═══ Selected extract

Dr Daniel P Collins reports personal fees from BioE, LLC, during the conduct of the study. In addition, Dr Daniel P Collins has a patent “Composition for an in vitro culture medium to maintain and expand stem cell-derived hepatocyte-like cells” pending, as well as, a patent “Methods to develop immortalized hybrid hepatocyte-like cells”, also pending. The authors report no other conflicts of interest in this work.

Figures

**Figure 1**
Biotinylated spike and spike 1 protein binding to E12 differentiated AT2-like cells and inhibition by unlabeled spike protein and neutralizing antibodies. Bound biotinylated spike proteins were visualized by sequential labeling with streptavidin-alexa 594. Cells positive for binding are shown by red fluorescence. Blue nuclei were visualized by counterstaining with DAPI. (A) Binding of biotinylated spike protein (containing RBD). (B) Inhibition of biotinylated spike protein binding by co-incubation with a 5 molar excess of unlabeled spike protein (RBD). (C) Binding of spike 1 protein. (D) Inhibition of biotinylated spike protein binding by preincubation with a neutralizing antibody from ACROBiosystems. (E) Lack of binding inhibition by neutralizing antibody from Novatein Bio. (F) Inhibition of biotinylated spike 1 binding by unlabeled spike (RBD) protein.

**Figure 2**
Expression of ACE-2, ASGr1 and serum albumin. Undifferentiated E12 MLPC data are shown in (A–D). E12 HLC fusion cell results are presented in (E–H). Primary human hepatocytes (PHH) are shown in (I–L). Cells were incubated with unlabeled primary antibody and sequentially stained with secondary antibody labeled with alexa-594. Positive binding is shown by red fluorescence. Blue nuclei were visualized by DAPI counterstaining. Figures (A, E and I) were stained with isotype control antibodies. Figures (B, F and J) were stained with antibody specific for ACE-2. Figures (C, G and K) were stained with antibody specific for the asialoglycoprotein receptor 1 (ASGr1). Figures (D, H and L) were stained with antibody specific for serum albumin.

══════
═══ Information shown

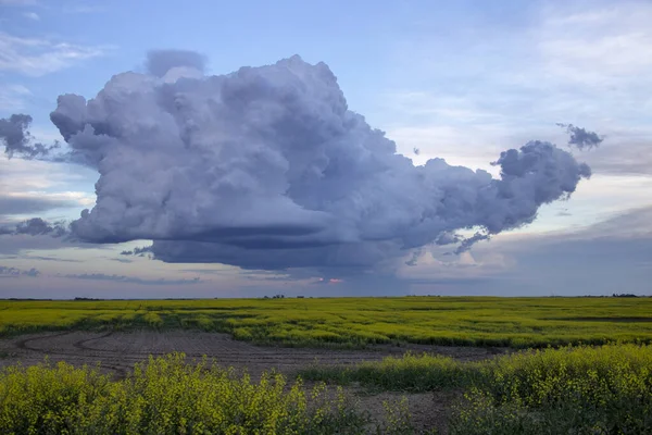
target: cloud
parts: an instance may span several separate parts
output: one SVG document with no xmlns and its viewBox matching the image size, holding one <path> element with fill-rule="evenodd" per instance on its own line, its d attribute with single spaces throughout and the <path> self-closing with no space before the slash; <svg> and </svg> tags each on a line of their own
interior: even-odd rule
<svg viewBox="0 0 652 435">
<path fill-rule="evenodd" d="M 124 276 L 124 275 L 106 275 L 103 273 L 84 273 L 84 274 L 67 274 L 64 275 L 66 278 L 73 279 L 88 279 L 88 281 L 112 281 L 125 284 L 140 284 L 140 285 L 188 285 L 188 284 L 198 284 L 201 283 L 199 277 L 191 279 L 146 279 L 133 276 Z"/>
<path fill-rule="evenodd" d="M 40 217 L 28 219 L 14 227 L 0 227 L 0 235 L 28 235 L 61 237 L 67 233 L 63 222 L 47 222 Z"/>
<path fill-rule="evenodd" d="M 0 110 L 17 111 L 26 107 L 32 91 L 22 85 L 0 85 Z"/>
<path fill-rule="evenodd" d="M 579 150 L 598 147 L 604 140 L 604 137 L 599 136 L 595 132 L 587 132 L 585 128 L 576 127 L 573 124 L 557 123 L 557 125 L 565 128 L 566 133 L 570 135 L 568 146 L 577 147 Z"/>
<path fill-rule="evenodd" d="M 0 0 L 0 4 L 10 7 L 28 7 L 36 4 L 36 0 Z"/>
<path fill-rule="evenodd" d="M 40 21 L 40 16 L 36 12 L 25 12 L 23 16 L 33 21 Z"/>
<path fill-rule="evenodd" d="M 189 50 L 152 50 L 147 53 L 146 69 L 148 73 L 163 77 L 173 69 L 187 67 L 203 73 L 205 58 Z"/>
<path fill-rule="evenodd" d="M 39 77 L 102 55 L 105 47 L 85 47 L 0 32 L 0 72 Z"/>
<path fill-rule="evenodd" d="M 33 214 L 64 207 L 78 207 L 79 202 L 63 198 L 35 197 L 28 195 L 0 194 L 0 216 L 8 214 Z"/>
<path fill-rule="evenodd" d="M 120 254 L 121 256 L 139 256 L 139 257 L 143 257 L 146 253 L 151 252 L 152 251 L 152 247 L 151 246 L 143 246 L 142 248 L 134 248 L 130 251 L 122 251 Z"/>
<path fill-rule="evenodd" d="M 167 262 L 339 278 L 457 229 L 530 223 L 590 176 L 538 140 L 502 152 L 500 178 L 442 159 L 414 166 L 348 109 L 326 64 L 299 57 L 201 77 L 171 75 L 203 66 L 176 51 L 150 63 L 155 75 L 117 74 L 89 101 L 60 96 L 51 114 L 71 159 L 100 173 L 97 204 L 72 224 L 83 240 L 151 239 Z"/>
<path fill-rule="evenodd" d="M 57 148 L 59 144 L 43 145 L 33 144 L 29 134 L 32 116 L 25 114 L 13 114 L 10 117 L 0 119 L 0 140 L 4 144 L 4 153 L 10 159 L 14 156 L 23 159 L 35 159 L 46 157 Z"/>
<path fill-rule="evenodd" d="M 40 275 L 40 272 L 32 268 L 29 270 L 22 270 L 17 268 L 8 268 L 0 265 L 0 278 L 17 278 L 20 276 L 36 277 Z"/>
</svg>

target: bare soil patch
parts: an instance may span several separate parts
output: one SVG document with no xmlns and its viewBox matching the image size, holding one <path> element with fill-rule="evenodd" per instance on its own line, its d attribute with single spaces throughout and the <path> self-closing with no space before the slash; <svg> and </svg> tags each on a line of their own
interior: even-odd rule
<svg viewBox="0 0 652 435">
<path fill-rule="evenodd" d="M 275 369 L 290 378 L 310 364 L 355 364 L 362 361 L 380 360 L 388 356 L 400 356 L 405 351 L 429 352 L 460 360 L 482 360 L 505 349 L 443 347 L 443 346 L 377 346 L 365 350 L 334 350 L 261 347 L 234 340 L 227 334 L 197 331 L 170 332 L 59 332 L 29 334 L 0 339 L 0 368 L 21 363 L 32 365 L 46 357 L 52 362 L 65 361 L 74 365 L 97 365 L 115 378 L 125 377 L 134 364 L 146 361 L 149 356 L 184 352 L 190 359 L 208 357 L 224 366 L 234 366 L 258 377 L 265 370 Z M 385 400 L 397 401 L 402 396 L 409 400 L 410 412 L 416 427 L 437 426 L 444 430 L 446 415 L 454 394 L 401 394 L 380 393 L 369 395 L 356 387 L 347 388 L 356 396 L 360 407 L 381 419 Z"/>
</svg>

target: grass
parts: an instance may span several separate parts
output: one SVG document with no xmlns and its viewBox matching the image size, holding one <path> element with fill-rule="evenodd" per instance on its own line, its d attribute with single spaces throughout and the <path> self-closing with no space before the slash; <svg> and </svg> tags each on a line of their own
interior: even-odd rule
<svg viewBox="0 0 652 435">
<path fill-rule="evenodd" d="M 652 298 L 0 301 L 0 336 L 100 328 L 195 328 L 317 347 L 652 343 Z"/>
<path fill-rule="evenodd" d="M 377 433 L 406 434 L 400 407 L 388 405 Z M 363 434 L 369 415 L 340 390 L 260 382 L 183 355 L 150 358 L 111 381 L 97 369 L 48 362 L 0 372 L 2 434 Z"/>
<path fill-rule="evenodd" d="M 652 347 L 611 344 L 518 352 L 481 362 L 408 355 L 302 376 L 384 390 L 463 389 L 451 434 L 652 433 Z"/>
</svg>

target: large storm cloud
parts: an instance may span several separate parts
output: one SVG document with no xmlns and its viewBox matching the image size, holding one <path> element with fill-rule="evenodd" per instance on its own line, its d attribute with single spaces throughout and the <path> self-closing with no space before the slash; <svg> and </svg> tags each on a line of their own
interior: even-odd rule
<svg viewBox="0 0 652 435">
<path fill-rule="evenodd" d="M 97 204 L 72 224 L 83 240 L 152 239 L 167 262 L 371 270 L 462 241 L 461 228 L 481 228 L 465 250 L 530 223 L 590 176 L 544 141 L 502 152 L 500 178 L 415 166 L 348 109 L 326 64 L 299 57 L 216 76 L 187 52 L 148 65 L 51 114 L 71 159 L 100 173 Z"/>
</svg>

══════
═══ Information shown

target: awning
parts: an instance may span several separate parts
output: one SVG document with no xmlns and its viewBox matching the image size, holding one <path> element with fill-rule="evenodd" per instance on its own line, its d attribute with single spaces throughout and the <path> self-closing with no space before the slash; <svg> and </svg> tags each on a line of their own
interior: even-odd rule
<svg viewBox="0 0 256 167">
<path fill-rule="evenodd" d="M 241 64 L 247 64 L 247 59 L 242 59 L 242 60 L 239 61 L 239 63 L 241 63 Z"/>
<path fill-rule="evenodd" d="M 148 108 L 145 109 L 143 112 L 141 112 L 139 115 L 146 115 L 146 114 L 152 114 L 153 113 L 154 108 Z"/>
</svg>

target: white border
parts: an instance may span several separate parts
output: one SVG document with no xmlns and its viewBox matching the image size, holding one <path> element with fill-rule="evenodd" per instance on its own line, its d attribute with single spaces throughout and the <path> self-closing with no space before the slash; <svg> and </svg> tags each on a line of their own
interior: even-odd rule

══════

**Explore the material**
1. Using the extract above on spike protein binding and receptor expression, decide whether each statement agrees with it. Answer yes or no for each and quote the deciding words. (a) Both of Dr Daniel P Collins's patents are pending. (b) In Figure 1, the neutralizing antibody from Novatein Bio inhibited binding. (c) In Figure 2, panels C, G and K were stained with antibody specific for ACE-2.
2. Write out the part of the extract on spike protein binding and receptor expression starting at "Dr Daniel P Collins reports" and ending at "in this work.".

**Responses for each task**
1.
(a) Yes: "a patent “Methods to develop immortalized hybrid hepatocyte-like cells”, also pending"
(b) No: "Lack of binding inhibition by neutralizing antibody from Novatein Bio."
(c) No: "Figures (C, G and K) were stained with antibody specific for the asialoglycoprotein receptor 1 (ASGr1)."

2.
Dr Daniel P Collins reports personal fees from BioE, LLC, during the conduct of the study. In addition, Dr Daniel P Collins has a patent “Composition for an in vitro culture medium to maintain and expand stem cell-derived hepatocyte-like cells” pending, as well as, a patent “Methods to develop immortalized hybrid hepatocyte-like cells”, also pending. The authors report no other conflicts of interest in this work.